Pick out and copy every line in the entries below that contains the string "snow". Case counts.

++++++++

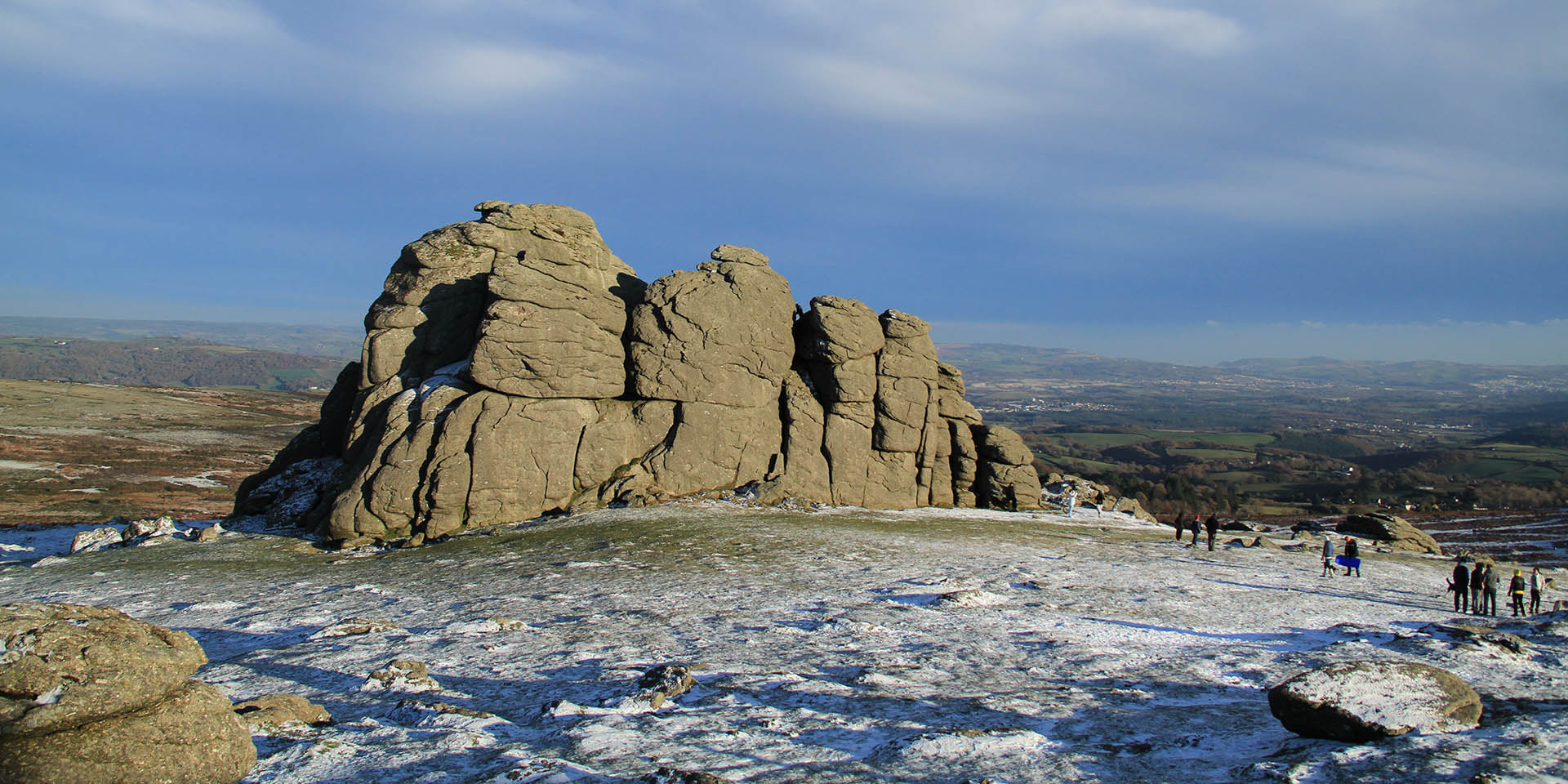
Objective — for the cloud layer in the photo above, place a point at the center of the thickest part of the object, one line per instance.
(1346, 162)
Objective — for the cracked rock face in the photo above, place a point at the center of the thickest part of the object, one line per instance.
(514, 366)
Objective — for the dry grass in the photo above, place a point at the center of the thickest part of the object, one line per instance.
(74, 453)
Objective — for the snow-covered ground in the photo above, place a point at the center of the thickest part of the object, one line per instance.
(833, 645)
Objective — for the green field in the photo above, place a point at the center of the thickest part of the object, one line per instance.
(1214, 453)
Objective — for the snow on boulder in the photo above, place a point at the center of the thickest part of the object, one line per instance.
(274, 712)
(968, 744)
(402, 675)
(96, 540)
(971, 598)
(1360, 702)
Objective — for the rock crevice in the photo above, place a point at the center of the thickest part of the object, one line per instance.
(514, 366)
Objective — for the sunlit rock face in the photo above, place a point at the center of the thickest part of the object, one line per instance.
(514, 366)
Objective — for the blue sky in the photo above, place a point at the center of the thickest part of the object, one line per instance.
(1368, 179)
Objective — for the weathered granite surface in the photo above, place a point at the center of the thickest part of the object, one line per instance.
(514, 366)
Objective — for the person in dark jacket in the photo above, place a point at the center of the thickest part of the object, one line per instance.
(1460, 587)
(1490, 590)
(1353, 554)
(1517, 593)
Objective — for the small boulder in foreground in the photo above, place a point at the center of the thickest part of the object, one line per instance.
(1360, 702)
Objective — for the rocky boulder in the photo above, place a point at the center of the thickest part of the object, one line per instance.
(63, 666)
(272, 712)
(1392, 530)
(1360, 702)
(90, 695)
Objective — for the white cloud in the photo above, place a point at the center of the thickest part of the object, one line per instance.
(1481, 342)
(982, 63)
(140, 41)
(1352, 184)
(480, 76)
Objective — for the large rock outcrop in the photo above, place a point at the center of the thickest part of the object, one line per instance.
(1396, 532)
(90, 695)
(514, 366)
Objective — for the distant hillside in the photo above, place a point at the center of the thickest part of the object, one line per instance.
(1419, 375)
(162, 361)
(998, 361)
(339, 344)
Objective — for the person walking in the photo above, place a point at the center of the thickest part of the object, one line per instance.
(1490, 590)
(1460, 587)
(1477, 586)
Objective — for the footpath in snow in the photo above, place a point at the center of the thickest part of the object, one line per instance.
(831, 645)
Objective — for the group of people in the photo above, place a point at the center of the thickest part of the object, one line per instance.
(1476, 590)
(1198, 524)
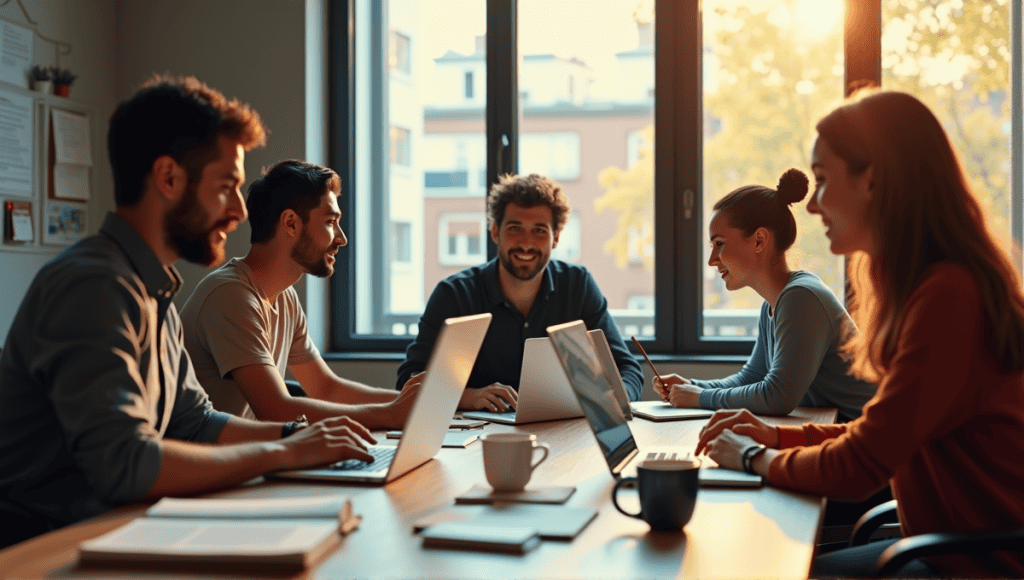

++++++++

→ RESPONSE TO THIS TASK:
Objective — for the snow-covered ground in the photo above, place a point at the center of the thickest part of the object, one line per instance.
Objective — for the snow on boulder in the photo above, place a point at the center of the thickest part of the object, one line per instance.
Objective — for the footpath in snow in the photo above, place a point at the center of the thickest part of the object, one line per instance.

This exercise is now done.